[TEXTO PARA LEITURA]:
# # #
HH Magazine
Ensaios e opiniões

Enquanto o mundo explode: “O som ao redor” de Kleber Mendonça Filho como crítica ao sonho moderno

“Isso aqui não é São Paulo e Belo Horizonte não, isso aqui [aconteceu] aqui [em Recife]. É a área da gente”. A frase enunciada pelo segurança Clodoaldo (Irandhir Santos) ao se referir ao assassinato de um companheiro de mesma profissão dá o tom da resignação do personagem na trama “O som ao redor” do diretor Kleber Mendonça Filho. Vivendo (ou sobrevivendo) numa Recife que se modernizou tanto quanto as outras grandes capitais, os pobres homens agora encaram formas de violência que até então só sabiam que existiam nas grandes metrópoles. O passado não permitiu experenciar a violência que o desenvolvimento metropolitano trouxe para eles. Nesse sentido, o que catalisa a tragédia dessas pessoas comuns é a sua própria consciência histórica, fruto de um mundo cada vez mais acelerado e que os distancia de seu “lar” (ou passado orientador).

Antes de dar prosseguimento a essa reflexão, é necessário estabelecer outros pontos que fundamentam a obra lançado em 2013. Primeiramente, o filme do diretor pernambucano é uma clara alusão ao Brasil contemporâneo, onde personagens de uma classe média urbana vivem em suas bolhas privadas pautando sua própria existência pela força do tédio, a necessidade do consumo e, consequentemente, a garantia de segurança – inevitabilidade central da configuração urbana brasileira desde seus primórdios. A estrutura social se completa a partir de uma camada trabalhadora formada por empregadas domésticas e outros trabalhadores informais, como os próprios seguranças, flanelinhas e vendedores de CD’s piratas. Por fim, no topo da pirâmide social está o representante da estrutura patriarcal brasileira (dessa vez, atualizada), o velho Francisco, herdeiro de senhores de engenho e da economia escravista, dono de grande parte dos imóveis da rua onde se passa a trama, e símbolo máximo de um passado-presente, aquele que se enraíza no aqui e agora.
# # #
[MATERIAL FORNECIDO]:
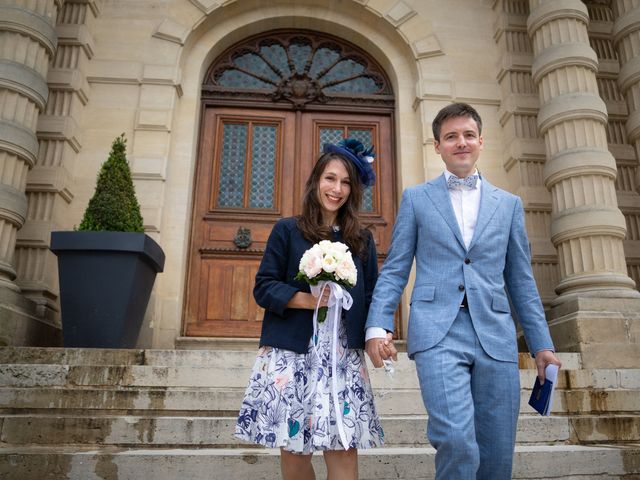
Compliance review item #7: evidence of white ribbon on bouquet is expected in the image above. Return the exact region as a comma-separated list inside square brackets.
[311, 280, 353, 450]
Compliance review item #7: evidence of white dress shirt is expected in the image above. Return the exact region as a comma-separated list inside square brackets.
[365, 170, 482, 341]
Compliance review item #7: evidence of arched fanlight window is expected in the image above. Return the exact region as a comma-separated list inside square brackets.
[202, 31, 393, 109]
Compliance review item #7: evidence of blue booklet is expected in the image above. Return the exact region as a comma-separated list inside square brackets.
[529, 364, 558, 416]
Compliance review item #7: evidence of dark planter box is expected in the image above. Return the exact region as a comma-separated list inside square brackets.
[51, 232, 164, 348]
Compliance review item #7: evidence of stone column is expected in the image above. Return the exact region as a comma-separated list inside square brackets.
[527, 0, 640, 367]
[15, 0, 99, 326]
[493, 0, 559, 307]
[527, 0, 639, 302]
[0, 0, 62, 344]
[612, 0, 640, 193]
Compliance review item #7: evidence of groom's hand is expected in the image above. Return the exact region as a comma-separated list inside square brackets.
[364, 333, 398, 368]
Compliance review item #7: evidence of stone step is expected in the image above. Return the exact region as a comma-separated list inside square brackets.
[0, 387, 640, 415]
[0, 357, 640, 390]
[0, 347, 581, 370]
[0, 414, 571, 448]
[0, 445, 640, 480]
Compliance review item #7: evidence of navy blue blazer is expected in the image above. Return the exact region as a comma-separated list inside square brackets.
[253, 217, 378, 353]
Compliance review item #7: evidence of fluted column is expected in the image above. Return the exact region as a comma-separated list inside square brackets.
[0, 0, 58, 291]
[612, 0, 640, 193]
[527, 0, 640, 304]
[15, 0, 99, 325]
[0, 0, 63, 345]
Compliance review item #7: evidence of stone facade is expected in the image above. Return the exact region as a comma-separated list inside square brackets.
[0, 0, 640, 366]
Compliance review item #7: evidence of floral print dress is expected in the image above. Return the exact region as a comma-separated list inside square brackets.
[235, 312, 384, 454]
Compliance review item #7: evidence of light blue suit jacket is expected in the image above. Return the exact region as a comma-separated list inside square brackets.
[366, 175, 553, 361]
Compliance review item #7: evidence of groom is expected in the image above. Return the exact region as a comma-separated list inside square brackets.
[366, 103, 560, 480]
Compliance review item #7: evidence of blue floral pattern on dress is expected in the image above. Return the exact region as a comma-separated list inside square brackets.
[235, 321, 384, 454]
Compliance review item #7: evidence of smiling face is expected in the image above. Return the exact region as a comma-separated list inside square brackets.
[435, 116, 483, 178]
[318, 158, 351, 225]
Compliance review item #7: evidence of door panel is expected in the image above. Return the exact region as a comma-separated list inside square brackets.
[184, 107, 395, 337]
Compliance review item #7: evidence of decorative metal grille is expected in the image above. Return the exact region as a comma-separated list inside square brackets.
[203, 31, 393, 109]
[216, 123, 278, 210]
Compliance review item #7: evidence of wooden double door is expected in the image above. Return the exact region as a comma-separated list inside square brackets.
[183, 107, 396, 337]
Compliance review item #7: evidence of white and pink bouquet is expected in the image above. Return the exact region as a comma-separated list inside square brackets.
[295, 240, 358, 322]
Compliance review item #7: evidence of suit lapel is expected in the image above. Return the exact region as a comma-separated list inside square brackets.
[425, 174, 464, 250]
[469, 178, 500, 250]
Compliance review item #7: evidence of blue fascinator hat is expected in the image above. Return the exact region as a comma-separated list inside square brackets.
[322, 138, 376, 187]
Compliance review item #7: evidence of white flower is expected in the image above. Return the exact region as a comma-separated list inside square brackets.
[336, 254, 358, 285]
[298, 240, 358, 287]
[298, 245, 322, 278]
[322, 255, 338, 273]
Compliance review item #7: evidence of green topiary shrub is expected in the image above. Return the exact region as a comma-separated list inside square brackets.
[78, 133, 144, 232]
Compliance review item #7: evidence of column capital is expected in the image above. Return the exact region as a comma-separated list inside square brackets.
[527, 0, 589, 37]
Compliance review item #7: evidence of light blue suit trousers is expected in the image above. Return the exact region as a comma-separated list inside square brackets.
[414, 308, 520, 480]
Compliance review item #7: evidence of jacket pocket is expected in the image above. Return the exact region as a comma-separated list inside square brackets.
[491, 292, 511, 313]
[411, 285, 436, 303]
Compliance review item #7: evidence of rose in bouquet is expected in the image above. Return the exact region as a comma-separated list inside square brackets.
[295, 240, 358, 322]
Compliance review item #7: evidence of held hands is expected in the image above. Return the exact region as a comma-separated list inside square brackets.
[535, 350, 562, 385]
[364, 333, 398, 368]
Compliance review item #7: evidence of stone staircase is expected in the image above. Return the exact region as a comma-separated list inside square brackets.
[0, 347, 640, 480]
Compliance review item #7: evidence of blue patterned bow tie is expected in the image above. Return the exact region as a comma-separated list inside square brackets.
[447, 175, 478, 189]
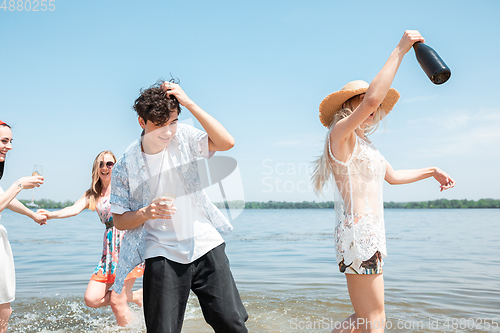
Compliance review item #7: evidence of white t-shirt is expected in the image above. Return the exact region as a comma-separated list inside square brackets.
[111, 147, 224, 264]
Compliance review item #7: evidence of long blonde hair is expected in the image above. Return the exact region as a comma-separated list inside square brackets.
[311, 95, 385, 195]
[85, 150, 116, 211]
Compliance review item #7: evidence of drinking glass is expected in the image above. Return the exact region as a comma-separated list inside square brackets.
[26, 165, 43, 208]
[158, 193, 177, 231]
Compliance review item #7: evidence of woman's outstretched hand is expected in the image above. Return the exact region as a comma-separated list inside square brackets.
[432, 168, 455, 192]
[398, 30, 425, 54]
[33, 212, 47, 225]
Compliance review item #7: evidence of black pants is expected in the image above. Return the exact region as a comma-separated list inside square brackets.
[143, 243, 248, 333]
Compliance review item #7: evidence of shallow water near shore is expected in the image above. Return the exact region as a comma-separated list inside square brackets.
[1, 209, 500, 333]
# # #
[TAREFAS PROPOSTAS]:
- 1) Indique se cada afirmação concorda com o texto e responda sim ou não, citando literalmente as palavras do texto que decidem. (a) O segurança Clodoaldo é interpretado por Irandhir Santos. (b) O velho Francisco é herdeiro de senhores de engenho. (c) A trama se passa em São Paulo.
- 2) Copie sem alterações as linhas dos registros desde o início deles até a linha que contém "[311, 280, 353, 450]", inclusive, omitindo as imagens.
Os registros não têm relação alguma com o texto.

[RESPOSTAS DO EXERCÍCIO]:
- 1)
(a) Sim: "o segurança Clodoaldo (Irandhir Santos)".
(b) Sim: "o velho Francisco, herdeiro de senhores de engenho e da economia escravista".
(c) Não: "Vivendo (ou sobrevivendo) numa Recife".

- 2)
Compliance review item #7: evidence of white ribbon on bouquet is expected in the image above. Return the exact region as a comma-separated list inside square brackets.
[311, 280, 353, 450]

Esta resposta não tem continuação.